* TEXT
-=-=-=-=-
In the descriptions for “AXIFLEXMEM” and “AXISRAM1”, the sizes for the memory regions mapped after 0x34000000 have been set to 0 bytes. This is done to signal the Neural-ART compiler not to use those memory pools when allocating buffers. The reason for this is that, in the full example, the embedded firmware is placed within this range (that is, the linker script places everything in the range 0x34000000 - 0x34100000)

Tip

It is mandatory that the memory ranges available for/used by the NPU compiler and the memory ranges available for the applicative firmware are disjoint. For example, if the firmware is stored somewhere and the NPU uses this location for storing activations, then the firmware is erased during inference.

Syntax description and main options

“mempools” key

This item contains a list that describes each of the memory regions.

Each memory region is described in an object. The keys of such objects are described below, with their main associated accepted values.

  • fname (string) File name to use for the memory initializer (the final name is also prefixed by mem_file_prefix)
  • name (string) Memory Name (found in reports)
  • fformat File format used for the memory initializer. Values can be among:
    • FORMAT_RAW Raw binary format
    • FORMAT_HEX Same as raw, but easier to read for humans: hexadecimal data representation of the contents. FORMAT_HEX16, FORMAT_HEX32 can also be used.
    • FORMAT_IHEX Intel-Hex file
  • offset Memory start address. The value is an object with the following key/values
    • value (string) Start address value. Either in decimal format (for example, 805306368) or hexadecimal format (for example, 0x30000000)
    • magnitude (string) Unit to interpret the value field. Can be a value among BYTES, KBYTES, MBYTES.
  • size Memory size. The value is an object with the following key/values
    • value (string) Size of the memory. Either in decimal format (for example, 805306368) or hexadecimal format (for example, 0x30000000)
    • magnitude (string) Unit to interpret the value field. Can be a value among BYTES, KBYTES, MBYTES.
  • mode Defines whether the pool address is to be absolute or relative. For now, use USEMODE_ABSOLUTE, relative mode is explained in other documents.
  • prop Defines multiple properties of the current pool, within an object. The keys/values of this object available for the object are as follows:
    • rights States if the memory is read-only or read-write: ACC_READ, ACC_WRITE
    • throughput Memory throughput description: LOW, MID or HIGH. The description here is relative to other pools (this is not an absolute value).
    • latency Memory latency description: LOW, MID or HIGH. The description here is relative to other pools (this is not an absolute value).
    • byte_width (uint32) Memory bus access width
    • freq_ratio (float) Memory frequency ratio compared to accelerators (that is, NPU frequency) – bigger values mean slower frequency.
      • Absolute values are used for estimations available in reports
      • Relative ratios between pools are important for the NPU compiler to take decisions (that is, if the reports are not used, it is not needed to change the values when changing the NPU frequency)
-=-=-=-=-
* PROVIDED RECORDS

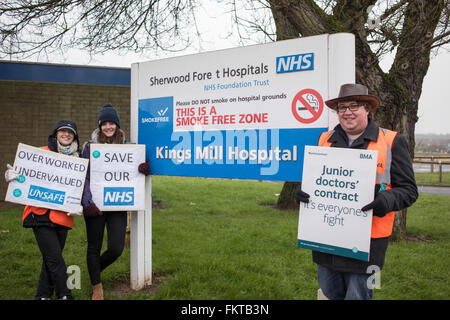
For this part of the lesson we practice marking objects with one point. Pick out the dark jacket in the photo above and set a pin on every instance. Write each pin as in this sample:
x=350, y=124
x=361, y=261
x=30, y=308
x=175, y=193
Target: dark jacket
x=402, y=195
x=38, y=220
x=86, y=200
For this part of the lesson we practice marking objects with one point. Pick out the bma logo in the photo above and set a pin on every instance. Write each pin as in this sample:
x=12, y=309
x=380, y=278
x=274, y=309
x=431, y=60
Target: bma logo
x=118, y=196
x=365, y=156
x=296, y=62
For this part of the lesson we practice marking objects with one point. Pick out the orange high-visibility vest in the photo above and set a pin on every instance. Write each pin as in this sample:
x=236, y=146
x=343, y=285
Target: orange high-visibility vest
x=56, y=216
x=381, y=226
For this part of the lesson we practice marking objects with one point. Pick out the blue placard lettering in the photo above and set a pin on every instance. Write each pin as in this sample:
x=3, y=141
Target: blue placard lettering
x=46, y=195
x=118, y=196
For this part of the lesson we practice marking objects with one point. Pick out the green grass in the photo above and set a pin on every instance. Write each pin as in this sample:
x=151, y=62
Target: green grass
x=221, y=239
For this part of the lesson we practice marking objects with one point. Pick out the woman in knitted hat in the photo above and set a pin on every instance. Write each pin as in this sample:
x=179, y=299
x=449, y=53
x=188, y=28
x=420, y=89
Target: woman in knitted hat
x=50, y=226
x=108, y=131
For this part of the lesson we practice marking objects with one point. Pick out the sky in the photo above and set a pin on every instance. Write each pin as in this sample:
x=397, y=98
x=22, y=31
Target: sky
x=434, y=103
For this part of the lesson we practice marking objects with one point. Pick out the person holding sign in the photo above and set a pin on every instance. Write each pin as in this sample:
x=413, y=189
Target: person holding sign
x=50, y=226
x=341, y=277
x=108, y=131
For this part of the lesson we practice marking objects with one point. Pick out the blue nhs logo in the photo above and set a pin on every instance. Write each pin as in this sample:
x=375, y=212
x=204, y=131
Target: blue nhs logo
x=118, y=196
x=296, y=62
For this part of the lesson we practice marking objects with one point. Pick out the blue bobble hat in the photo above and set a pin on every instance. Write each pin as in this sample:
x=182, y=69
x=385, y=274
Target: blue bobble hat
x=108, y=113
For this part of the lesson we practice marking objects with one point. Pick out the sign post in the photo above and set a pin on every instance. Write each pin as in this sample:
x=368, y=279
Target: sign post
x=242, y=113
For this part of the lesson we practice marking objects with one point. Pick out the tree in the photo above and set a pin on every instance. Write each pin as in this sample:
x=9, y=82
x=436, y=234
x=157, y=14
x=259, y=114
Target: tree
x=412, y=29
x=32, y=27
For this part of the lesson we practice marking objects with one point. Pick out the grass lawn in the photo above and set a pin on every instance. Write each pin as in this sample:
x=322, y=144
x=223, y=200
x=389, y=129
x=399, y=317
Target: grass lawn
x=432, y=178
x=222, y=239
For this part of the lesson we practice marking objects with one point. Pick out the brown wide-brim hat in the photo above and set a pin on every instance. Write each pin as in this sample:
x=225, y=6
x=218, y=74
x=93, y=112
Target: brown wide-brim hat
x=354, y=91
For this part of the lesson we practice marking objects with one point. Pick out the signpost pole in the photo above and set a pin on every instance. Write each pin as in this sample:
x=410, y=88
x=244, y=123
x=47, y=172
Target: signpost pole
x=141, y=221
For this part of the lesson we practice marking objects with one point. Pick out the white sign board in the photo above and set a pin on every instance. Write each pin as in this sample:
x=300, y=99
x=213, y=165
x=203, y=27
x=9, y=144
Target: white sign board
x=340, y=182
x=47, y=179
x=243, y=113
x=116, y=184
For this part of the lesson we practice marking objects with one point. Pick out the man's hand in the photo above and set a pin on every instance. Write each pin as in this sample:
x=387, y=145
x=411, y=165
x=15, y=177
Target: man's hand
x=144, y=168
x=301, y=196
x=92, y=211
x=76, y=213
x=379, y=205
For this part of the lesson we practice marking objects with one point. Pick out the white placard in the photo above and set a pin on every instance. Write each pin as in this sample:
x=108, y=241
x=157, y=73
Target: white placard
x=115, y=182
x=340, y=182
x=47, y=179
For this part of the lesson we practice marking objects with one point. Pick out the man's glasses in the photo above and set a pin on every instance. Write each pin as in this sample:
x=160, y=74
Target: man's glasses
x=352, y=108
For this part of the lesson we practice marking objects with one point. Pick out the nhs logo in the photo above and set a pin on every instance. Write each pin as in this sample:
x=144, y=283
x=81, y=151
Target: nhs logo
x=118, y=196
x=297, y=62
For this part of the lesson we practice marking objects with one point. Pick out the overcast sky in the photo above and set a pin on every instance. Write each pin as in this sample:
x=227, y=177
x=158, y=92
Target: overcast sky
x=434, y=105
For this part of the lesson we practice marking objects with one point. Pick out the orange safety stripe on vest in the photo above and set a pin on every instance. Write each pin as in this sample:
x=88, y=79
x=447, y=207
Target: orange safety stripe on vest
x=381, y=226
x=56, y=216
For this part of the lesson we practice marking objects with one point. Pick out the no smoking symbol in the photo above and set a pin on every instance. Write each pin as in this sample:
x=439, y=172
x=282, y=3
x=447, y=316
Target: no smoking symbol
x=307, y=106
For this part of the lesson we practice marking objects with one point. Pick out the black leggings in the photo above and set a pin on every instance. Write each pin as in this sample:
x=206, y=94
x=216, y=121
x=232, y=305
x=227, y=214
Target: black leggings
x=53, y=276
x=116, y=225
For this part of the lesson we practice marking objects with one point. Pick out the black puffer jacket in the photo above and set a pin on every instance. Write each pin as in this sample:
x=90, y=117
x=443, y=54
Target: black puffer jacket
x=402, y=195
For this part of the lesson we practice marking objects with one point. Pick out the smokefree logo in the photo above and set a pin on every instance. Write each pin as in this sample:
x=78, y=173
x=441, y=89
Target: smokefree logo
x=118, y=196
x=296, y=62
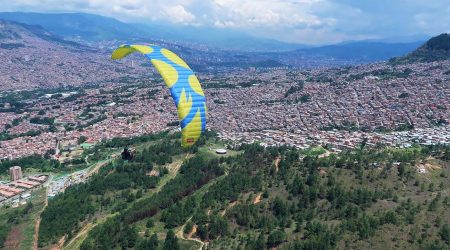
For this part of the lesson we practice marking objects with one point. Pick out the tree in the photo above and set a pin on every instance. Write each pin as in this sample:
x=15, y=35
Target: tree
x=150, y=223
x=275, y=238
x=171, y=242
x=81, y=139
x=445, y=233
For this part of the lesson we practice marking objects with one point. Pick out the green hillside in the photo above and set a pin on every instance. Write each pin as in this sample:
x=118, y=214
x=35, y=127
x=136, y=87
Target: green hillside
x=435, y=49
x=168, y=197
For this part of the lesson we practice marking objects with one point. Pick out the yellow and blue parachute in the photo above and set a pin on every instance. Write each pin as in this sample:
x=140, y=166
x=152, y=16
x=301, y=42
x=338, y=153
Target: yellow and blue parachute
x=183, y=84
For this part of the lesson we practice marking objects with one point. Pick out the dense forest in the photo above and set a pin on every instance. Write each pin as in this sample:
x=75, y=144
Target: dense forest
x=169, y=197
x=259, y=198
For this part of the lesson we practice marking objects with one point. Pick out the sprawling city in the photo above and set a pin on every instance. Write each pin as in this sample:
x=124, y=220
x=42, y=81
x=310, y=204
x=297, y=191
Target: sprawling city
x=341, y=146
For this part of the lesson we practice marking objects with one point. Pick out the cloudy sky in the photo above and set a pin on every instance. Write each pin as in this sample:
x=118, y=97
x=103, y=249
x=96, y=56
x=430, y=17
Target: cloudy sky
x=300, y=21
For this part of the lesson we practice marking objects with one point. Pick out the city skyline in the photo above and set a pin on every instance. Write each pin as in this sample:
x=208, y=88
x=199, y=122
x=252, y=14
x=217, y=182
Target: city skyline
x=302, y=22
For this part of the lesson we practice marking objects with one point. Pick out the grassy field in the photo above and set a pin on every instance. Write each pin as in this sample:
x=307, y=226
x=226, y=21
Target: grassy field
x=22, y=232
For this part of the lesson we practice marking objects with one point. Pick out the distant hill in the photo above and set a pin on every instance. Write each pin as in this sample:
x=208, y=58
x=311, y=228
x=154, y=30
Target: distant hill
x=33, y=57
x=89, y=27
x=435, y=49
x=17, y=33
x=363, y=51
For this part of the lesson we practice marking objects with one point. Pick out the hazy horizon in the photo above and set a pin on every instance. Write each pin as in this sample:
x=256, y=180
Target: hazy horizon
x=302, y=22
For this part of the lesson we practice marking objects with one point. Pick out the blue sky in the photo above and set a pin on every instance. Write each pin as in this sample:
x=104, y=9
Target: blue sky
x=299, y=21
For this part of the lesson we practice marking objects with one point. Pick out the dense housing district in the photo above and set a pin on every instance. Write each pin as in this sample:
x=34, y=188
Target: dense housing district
-=-=-=-=-
* SET PROBLEM 1
According to the text on NPU memory pools, what happens to the firmware if the NPU stores activations where the firmware is kept?
* SET PROBLEM 2
Carry on the text on NPU memory pools from its last line.
The entries come from a different source than the text.

* FINAL ANSWER 1
The firmware is erased during inference.

* FINAL ANSWER 2
    • cacheable Is the pool cacheable? ON or OFF (default is OFF)
    • read_power (float) Read power for a single byte_width access in mW (power measured at nominal frequency and voltage) – used for reports
    • write_power (float) Active write power for a single byte_width access in mW (power measured at nominal frequency and voltage) – used for reports
    • constants_preferred (bool) Preferred memory pool for constant values (for example, weights). true or false (default: false)

“cacheinfo” key

This part describes the cache architecture.

The provided memory-pools files give a good representation of the cache used in STM32N6 (CACHEAXI), and should not be modified.

Virtual mem-pools considerations

The --enable-virtual-mem-pools allows the compiler to merge contiguous memory pool into a single, virtual pool.

In the example above, the pools cpuRAM2, npuRAM3-npuRAM6 are all contiguous (that is, the end of cpuRAM2 is the start of npuRAM3). When specifying --enable-virtual-mem-pools, the NPU compiler considers all those pools as a single one, and thus will, if needed to allocate buffers that span on multiple “concrete” pools.
This is, in a way, equivalent to create only one large entry in the memory pool file that would merge all the first memory pools.

Using --enable-virtual-mem-pools enables the user to conveniently use the same .mpool file to fit different models with different memory requirements.
This, however comes at the cost that if merged memory characteristics are very different, the resulting virtual pool inherits the worst characteristics of them, and thus it may result in suboptimal allocation of buffers. (When allocating buffers to the virtual memory pool, the underlying concrete pools characteristics are not considered.)

To overcome this issue, it might be useful to add holes (for example, 1 byte) between ranges of memory that have very different characteristics, this prevents the compiler from merging heterogenous pools.

ST Edge AI core CLI as front end

The ST Edge AI core CLI is required for using the NPU compiler. It facilitates the application of specific transformations and generates the intermediate representation (ONNX + JSON files). The ‘--st-neural-art’ option allows specifying a compilation profiles json file containing different sets of options named profiles that are directly passed to the compiler.

NPU compiler as back-end

--st-neural-art STR

Argument syntax: empty or <profile>[@<compilation-profiles-file-path>]

Set a profile from a compilation profile file. This option is mandatory to enable the passes allowing to analyze/generate a model.

Argument Description
help Print the NPU compiler help.
Empty to use a “default” profile.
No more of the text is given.